What you have to do: In the records below, switch "innermost point" to "center point" everywhere and give all the lines back otherwise unchanged, leaving out the pictures.
====== Rows
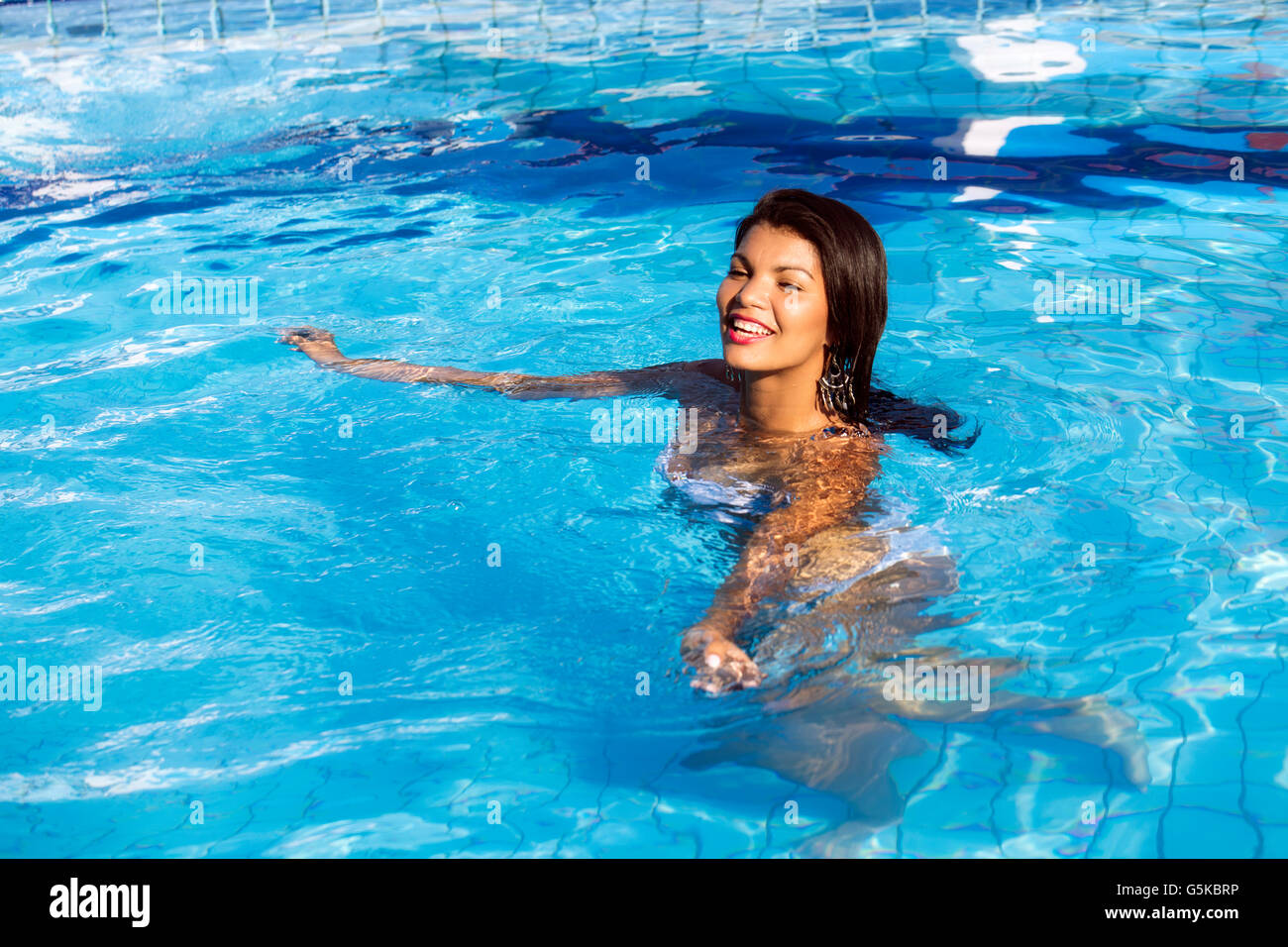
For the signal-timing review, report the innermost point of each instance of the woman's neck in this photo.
(782, 402)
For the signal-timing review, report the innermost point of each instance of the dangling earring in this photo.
(836, 386)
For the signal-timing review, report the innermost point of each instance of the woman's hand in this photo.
(317, 344)
(720, 664)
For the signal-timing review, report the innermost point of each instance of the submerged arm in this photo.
(320, 346)
(832, 488)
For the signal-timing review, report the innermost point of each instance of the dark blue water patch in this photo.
(365, 239)
(154, 206)
(95, 273)
(33, 235)
(380, 211)
(301, 236)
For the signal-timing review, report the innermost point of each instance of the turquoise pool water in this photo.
(235, 538)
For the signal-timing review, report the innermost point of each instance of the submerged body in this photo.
(797, 484)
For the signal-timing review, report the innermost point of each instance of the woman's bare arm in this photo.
(320, 346)
(828, 492)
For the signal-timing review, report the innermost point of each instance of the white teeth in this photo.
(750, 328)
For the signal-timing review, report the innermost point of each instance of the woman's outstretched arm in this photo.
(827, 493)
(320, 346)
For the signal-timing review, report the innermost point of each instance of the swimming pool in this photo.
(284, 575)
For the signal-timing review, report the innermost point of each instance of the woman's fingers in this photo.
(297, 335)
(725, 667)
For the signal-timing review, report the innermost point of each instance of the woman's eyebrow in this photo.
(777, 269)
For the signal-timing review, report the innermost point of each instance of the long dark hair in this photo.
(854, 278)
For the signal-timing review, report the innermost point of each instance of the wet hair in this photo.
(854, 278)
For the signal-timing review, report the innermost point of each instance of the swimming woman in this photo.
(787, 414)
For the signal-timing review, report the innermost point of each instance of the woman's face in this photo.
(773, 311)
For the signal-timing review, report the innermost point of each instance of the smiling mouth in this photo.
============
Task answer:
For the signal-timing review, report the center point of each instance of the woman's neck in this photo.
(782, 402)
For the signal-timing review, report the center point of each instance of the dangling earring in this photo.
(836, 386)
For the signal-timing review, report the center point of each instance of the woman's hand in this photo.
(317, 344)
(720, 664)
For the signal-timing review, report the center point of each instance of the submerged arm in this photo.
(320, 346)
(832, 488)
For the signal-timing review, report the center point of each instance of the dark blue water patch in this photo.
(365, 239)
(154, 206)
(95, 273)
(33, 235)
(380, 211)
(301, 236)
For the signal-timing review, report the center point of each instance of the turquoise pool water in this photo.
(235, 538)
For the signal-timing review, report the center point of each instance of the submerged body in this photo.
(797, 484)
For the signal-timing review, report the center point of each instance of the woman's bare arm in this photo.
(320, 346)
(828, 492)
For the signal-timing review, report the center point of each instance of the white teeth in this photo.
(750, 328)
For the signal-timing review, report the center point of each instance of the woman's outstretched arm in this photo.
(827, 493)
(320, 346)
For the signal-timing review, report the center point of each instance of the swimming pool in this photo.
(284, 575)
For the signal-timing review, report the center point of each instance of the woman's fingers in this photo.
(297, 335)
(725, 667)
For the signal-timing review, report the center point of each instance of the woman's eyebrow in this photo.
(777, 269)
For the signal-timing review, report the center point of each instance of the long dark hair in this photo.
(854, 278)
For the signal-timing review, report the center point of each instance of the wet hair in this photo.
(854, 278)
For the signal-timing review, report the center point of each instance of the swimming woman in this photo.
(787, 414)
For the signal-timing review, report the center point of each instance of the woman's face in this photo.
(773, 311)
For the signal-timing review, report the center point of each instance of the smiling mouth in this photo.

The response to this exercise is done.